begin Selected extract

Skip to content

Conversation

@calilkhalil
Copy link

Summary

This PR implements the ability to include resident data directly in JSON/CSV output files, eliminating the need to correlate separate binary files manually. Three new command-line parameters provide granular control over which resident data to include.

Motivation

Currently, the --dr flag extracts resident data as separate binary files in the Resident/ subdirectory. This approach creates challenges for automated analysis:

  • Fragmented data requiring manual correlation using Entry-Sequence-Attribute IDs
  • Complex pipeline scripts needed to join metadata with content
  • No filtering capability for specific file types

Resident data is highly relevant in DFIR contexts, particularly for:

  • Malicious scripts (PowerShell, batch, VBS, JavaScript)
  • Configuration files (registry exports, config files)
  • Small payloads and droppers
  • IOC text files

Changes

New Parameters

  • --ir: Enable resident data inclusion in JSON/CSV output (boolean, default: false)
  • --re <extensions>: Comma-separated list of file extensions to include (e.g., ".txt,.ps1,.bat")
  • --rm <bytes>: Maximum size in bytes for resident data inclusion (integer, default: 4096, max: 1024000)

end Selected extract

## Required actions
A) In the pull request description, rewrite the paragraph beginning "This PR implements" as a short bulleted list that keeps its main facts.
B) Answer these questions from the pull request description, one line each:
(i) How many new command-line parameters does it introduce?
(ii) In which subdirectory does the --dr flag currently place resident data?
(iii) What are the default and maximum values for --rm?

begin Data provided

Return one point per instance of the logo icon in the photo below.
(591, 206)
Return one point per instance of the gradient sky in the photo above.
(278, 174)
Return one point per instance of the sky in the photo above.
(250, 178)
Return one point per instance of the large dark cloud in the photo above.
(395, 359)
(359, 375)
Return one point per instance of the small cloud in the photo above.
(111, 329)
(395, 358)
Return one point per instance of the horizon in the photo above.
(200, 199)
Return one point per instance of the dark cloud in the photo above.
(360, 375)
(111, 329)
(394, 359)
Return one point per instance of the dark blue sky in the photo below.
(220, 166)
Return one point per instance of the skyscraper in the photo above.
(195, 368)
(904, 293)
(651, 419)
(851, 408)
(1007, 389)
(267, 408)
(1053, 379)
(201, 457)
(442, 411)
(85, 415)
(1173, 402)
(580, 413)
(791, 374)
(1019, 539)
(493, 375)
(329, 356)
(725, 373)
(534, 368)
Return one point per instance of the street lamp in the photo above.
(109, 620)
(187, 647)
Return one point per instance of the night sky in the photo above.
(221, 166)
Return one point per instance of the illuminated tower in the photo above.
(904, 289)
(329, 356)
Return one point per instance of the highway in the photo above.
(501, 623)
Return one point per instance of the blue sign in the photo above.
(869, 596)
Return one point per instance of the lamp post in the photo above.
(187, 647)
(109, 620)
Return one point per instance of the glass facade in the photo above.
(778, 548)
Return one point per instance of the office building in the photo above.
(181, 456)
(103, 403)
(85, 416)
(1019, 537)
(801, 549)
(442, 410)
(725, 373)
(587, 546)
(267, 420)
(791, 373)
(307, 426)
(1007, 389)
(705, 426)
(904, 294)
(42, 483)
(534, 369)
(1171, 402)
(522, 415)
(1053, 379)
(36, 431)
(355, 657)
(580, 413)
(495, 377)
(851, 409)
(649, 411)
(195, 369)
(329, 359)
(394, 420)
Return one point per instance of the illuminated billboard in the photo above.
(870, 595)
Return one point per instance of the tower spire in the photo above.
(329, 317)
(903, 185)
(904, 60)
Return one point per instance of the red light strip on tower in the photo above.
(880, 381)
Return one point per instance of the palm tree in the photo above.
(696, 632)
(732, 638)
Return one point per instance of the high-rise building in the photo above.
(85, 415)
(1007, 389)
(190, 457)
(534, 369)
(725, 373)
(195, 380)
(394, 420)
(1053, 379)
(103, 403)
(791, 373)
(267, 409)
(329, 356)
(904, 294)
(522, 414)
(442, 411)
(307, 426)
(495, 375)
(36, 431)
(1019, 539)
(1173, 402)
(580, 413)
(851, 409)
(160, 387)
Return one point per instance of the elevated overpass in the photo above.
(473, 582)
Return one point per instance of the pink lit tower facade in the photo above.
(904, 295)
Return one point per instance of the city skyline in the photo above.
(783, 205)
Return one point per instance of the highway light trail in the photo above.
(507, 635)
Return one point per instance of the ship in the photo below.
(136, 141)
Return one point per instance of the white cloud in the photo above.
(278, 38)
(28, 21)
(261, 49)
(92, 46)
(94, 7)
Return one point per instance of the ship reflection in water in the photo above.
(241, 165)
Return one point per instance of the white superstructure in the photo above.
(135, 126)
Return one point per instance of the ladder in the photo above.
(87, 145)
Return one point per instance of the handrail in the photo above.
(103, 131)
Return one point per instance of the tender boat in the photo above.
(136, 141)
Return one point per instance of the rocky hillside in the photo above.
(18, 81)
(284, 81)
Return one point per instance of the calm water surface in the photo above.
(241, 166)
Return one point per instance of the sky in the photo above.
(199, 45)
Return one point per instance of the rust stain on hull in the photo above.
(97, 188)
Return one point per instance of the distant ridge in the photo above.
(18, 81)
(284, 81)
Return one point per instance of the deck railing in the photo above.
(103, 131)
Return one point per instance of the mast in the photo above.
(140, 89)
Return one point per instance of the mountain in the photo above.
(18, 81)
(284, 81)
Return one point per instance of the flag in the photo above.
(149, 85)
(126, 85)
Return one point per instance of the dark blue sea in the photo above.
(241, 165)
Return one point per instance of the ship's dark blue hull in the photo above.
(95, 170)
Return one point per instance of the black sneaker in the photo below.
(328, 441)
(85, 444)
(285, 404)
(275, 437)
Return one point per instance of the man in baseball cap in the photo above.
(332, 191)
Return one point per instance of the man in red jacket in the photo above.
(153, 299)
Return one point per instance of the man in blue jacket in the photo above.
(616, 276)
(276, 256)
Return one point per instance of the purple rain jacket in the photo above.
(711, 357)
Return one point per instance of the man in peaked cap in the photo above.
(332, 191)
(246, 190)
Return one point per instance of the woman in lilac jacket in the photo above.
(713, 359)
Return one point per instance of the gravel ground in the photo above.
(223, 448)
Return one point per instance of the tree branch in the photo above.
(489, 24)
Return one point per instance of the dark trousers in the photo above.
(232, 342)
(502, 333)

end Data provided

## Answer set
A)
- Adds resident data directly to JSON/CSV output files.
- Removes the need to correlate separate binary files by hand.
- Adds three new command-line parameters that give fine control over which resident data is included.

B)
(i) Three.
(ii) Resident/
(iii) The default is 4096 bytes and the maximum is 1024000 bytes.